* Data excerpts:
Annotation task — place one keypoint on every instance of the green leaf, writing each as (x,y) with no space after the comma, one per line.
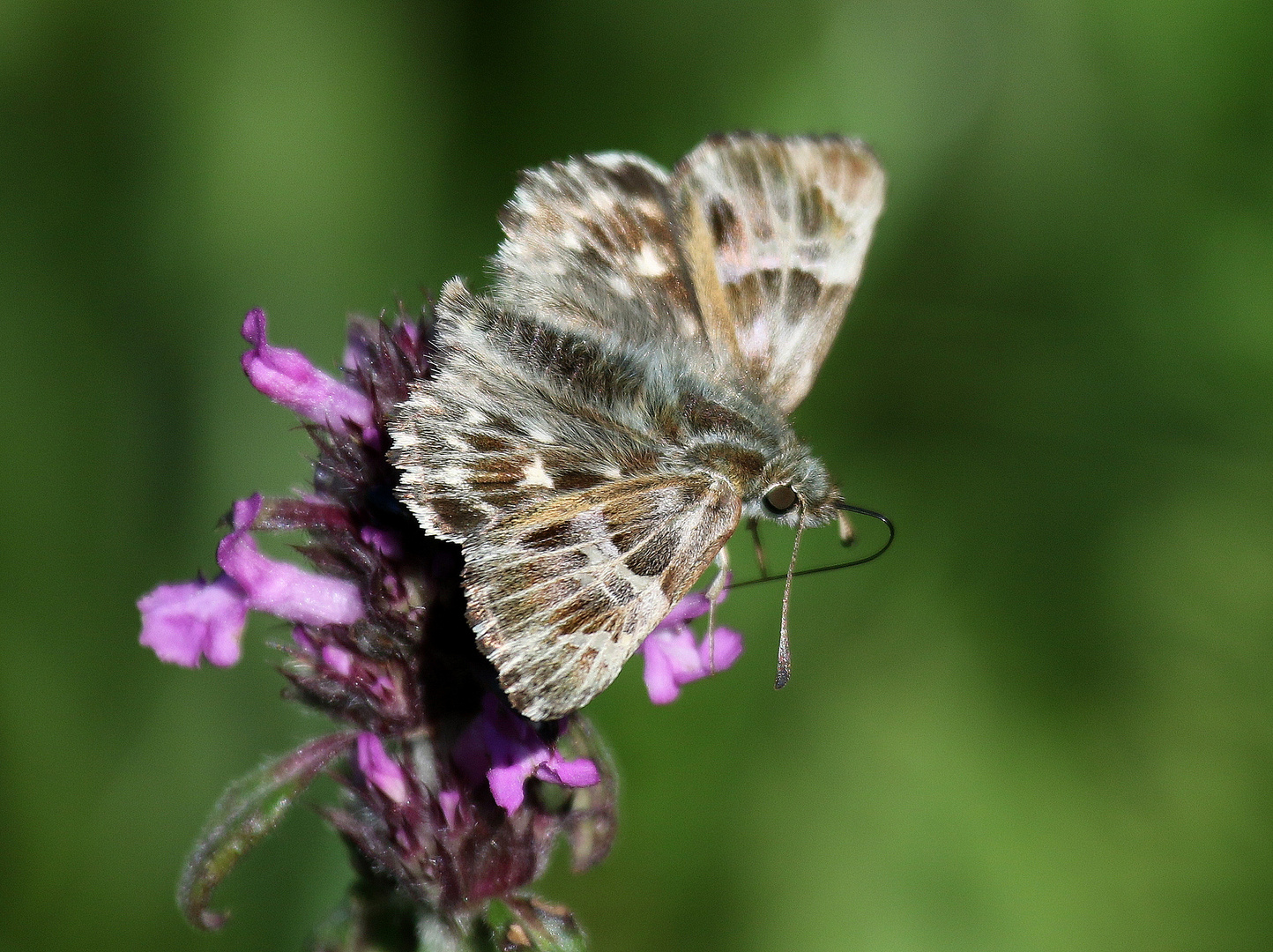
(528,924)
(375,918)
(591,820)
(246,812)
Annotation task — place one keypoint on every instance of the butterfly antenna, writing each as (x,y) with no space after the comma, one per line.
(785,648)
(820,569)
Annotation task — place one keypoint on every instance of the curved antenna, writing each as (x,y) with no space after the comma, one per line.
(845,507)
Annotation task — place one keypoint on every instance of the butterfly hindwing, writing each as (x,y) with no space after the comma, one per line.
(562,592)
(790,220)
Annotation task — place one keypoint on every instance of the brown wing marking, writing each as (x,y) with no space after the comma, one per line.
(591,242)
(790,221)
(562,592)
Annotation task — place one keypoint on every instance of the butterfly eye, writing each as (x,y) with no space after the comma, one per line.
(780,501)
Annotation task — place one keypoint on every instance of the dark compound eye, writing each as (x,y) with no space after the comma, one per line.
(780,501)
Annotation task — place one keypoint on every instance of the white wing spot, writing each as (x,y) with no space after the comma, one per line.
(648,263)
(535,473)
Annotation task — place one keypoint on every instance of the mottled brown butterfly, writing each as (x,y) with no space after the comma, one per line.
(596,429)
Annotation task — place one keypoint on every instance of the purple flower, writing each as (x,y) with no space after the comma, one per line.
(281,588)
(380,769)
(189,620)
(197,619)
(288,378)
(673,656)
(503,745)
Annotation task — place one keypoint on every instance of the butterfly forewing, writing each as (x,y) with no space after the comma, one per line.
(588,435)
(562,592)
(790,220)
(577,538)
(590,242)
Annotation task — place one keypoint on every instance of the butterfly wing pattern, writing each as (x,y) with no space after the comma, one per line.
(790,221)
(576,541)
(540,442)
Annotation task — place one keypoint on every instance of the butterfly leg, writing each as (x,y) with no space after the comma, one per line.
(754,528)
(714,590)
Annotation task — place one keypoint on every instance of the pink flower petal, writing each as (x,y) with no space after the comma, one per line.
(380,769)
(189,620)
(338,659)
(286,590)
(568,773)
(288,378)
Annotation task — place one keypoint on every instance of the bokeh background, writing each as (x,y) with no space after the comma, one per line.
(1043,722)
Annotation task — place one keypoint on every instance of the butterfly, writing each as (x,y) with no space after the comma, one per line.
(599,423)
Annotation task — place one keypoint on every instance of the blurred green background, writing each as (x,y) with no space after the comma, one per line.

---

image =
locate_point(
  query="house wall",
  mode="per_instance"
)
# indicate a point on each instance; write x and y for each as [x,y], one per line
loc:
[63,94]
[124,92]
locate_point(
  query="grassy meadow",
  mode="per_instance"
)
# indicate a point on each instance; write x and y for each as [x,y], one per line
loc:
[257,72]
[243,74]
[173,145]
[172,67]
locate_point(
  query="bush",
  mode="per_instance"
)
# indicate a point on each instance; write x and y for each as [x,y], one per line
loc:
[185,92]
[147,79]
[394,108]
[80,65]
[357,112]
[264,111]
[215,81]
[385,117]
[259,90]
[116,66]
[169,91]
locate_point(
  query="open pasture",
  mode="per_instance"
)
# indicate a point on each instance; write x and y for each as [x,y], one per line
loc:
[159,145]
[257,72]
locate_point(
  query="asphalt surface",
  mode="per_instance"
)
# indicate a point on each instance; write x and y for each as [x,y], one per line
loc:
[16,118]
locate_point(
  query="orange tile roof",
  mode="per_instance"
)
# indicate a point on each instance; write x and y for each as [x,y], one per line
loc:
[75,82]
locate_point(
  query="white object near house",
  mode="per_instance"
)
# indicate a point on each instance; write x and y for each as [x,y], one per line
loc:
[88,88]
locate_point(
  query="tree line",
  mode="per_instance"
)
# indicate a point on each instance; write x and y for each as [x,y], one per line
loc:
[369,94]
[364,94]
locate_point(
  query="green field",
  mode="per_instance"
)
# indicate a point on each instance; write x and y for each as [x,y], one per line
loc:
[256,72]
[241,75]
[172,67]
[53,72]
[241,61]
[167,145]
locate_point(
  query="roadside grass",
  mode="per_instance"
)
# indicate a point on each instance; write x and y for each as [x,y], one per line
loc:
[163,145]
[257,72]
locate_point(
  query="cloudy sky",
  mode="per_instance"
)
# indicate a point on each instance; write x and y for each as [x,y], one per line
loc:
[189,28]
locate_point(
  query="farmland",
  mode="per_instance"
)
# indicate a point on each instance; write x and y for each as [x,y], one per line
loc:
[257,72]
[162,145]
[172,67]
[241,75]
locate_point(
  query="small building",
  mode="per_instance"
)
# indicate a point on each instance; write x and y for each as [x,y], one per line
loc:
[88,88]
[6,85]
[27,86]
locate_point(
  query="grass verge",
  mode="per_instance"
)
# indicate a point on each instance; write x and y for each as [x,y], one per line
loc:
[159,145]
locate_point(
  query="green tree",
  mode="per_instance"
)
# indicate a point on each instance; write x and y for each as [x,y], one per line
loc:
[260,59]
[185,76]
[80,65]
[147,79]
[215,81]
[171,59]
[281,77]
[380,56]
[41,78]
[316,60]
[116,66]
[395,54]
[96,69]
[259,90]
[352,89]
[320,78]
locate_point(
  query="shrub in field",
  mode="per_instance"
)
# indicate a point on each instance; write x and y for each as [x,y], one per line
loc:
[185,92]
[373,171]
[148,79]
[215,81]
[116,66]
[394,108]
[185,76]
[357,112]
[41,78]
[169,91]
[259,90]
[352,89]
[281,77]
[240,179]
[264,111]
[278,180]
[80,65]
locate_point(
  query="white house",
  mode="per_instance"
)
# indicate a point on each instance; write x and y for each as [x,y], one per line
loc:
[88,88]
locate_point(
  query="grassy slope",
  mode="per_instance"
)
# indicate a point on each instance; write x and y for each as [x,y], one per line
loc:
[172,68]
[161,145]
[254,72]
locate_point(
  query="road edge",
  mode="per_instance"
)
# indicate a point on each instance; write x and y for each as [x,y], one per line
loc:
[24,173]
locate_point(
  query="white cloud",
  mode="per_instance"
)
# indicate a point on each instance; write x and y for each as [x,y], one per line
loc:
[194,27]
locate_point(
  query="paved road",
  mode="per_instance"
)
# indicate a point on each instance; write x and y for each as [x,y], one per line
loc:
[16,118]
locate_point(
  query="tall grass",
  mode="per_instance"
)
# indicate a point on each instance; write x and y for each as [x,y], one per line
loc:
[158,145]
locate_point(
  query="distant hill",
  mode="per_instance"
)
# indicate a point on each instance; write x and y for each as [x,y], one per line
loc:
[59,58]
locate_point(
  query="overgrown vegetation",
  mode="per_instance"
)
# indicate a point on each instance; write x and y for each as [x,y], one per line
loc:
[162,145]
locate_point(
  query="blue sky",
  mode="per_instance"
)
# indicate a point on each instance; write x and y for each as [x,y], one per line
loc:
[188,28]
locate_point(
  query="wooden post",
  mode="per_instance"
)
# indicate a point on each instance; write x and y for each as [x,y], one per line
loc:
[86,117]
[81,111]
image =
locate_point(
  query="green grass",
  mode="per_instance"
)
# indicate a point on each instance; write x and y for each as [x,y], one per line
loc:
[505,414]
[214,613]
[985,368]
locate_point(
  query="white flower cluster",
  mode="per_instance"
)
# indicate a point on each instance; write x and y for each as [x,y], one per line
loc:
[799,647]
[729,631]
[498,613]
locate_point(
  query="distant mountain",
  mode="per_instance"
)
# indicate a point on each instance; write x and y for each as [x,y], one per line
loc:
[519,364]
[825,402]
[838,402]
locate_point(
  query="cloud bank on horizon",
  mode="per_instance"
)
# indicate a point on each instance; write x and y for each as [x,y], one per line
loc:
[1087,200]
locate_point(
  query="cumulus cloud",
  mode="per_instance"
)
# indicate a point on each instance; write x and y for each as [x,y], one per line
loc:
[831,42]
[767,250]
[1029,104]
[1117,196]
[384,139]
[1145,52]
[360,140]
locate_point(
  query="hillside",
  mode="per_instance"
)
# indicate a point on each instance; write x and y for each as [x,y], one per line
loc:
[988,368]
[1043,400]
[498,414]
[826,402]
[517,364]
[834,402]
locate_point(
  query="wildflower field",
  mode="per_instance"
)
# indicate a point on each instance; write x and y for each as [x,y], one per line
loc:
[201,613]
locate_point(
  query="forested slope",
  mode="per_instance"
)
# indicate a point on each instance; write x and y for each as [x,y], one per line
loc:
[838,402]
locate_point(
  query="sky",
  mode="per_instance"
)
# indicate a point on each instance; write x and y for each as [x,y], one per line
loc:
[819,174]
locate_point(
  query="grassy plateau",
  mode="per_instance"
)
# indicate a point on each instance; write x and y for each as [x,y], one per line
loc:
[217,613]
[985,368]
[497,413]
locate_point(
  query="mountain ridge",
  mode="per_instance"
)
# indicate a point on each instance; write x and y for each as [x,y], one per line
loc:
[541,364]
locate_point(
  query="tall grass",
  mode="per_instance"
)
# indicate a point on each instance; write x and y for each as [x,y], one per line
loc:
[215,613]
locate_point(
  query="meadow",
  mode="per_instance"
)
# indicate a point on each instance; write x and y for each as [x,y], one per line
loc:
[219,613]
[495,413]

* Exercise aim: For this exercise, copy each line from the listing above that has the word "distant".

* Task solution:
  query="distant hill",
  query="distant mountain",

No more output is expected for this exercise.